#### Records provided

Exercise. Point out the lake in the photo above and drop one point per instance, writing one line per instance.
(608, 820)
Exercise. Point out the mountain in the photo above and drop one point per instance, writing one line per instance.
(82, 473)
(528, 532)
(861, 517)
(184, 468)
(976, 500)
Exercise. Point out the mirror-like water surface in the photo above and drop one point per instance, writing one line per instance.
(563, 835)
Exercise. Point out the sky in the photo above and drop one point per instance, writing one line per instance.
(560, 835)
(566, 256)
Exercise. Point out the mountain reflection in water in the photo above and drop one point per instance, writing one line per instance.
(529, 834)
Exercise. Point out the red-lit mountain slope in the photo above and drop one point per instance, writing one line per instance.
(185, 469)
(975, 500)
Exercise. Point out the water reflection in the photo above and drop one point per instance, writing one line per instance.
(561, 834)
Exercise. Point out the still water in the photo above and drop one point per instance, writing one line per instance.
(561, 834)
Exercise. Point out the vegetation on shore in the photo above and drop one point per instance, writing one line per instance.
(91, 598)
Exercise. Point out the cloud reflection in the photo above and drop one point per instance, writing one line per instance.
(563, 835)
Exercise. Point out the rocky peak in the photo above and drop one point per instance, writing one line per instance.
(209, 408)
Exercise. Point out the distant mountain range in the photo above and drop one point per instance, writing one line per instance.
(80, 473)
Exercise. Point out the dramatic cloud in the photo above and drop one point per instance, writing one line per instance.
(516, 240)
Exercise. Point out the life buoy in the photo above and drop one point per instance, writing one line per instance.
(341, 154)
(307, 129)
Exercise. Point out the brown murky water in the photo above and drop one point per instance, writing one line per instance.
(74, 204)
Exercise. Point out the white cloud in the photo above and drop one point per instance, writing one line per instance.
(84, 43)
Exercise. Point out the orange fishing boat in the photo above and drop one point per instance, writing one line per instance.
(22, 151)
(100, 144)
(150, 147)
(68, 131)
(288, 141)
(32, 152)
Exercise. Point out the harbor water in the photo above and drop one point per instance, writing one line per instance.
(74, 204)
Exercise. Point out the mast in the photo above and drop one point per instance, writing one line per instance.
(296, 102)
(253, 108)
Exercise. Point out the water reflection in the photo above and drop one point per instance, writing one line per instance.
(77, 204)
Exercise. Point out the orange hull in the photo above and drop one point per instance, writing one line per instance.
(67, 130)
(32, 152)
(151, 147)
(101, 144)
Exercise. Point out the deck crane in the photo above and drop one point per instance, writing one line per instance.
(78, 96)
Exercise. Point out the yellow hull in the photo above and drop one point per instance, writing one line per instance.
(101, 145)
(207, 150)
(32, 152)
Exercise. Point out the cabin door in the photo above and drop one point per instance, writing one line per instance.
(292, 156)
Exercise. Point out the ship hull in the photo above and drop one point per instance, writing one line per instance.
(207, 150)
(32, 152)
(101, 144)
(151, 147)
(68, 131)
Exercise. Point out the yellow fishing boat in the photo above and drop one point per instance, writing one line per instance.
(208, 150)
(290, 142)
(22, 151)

########

● **Task to complete**: The lines from the one containing "Exercise. Point out the ship" through the last line of the records are the answer; set them down exactly and add nothing.

● **Finished task**:
Exercise. Point out the ship hull in the photo above and drop one point per instance, writing one line per instance.
(207, 150)
(32, 152)
(101, 144)
(151, 147)
(68, 131)
Exercise. Point out the yellow fishing boat in the photo above and drop one point per instance, writing one line per instance.
(208, 150)
(290, 142)
(22, 151)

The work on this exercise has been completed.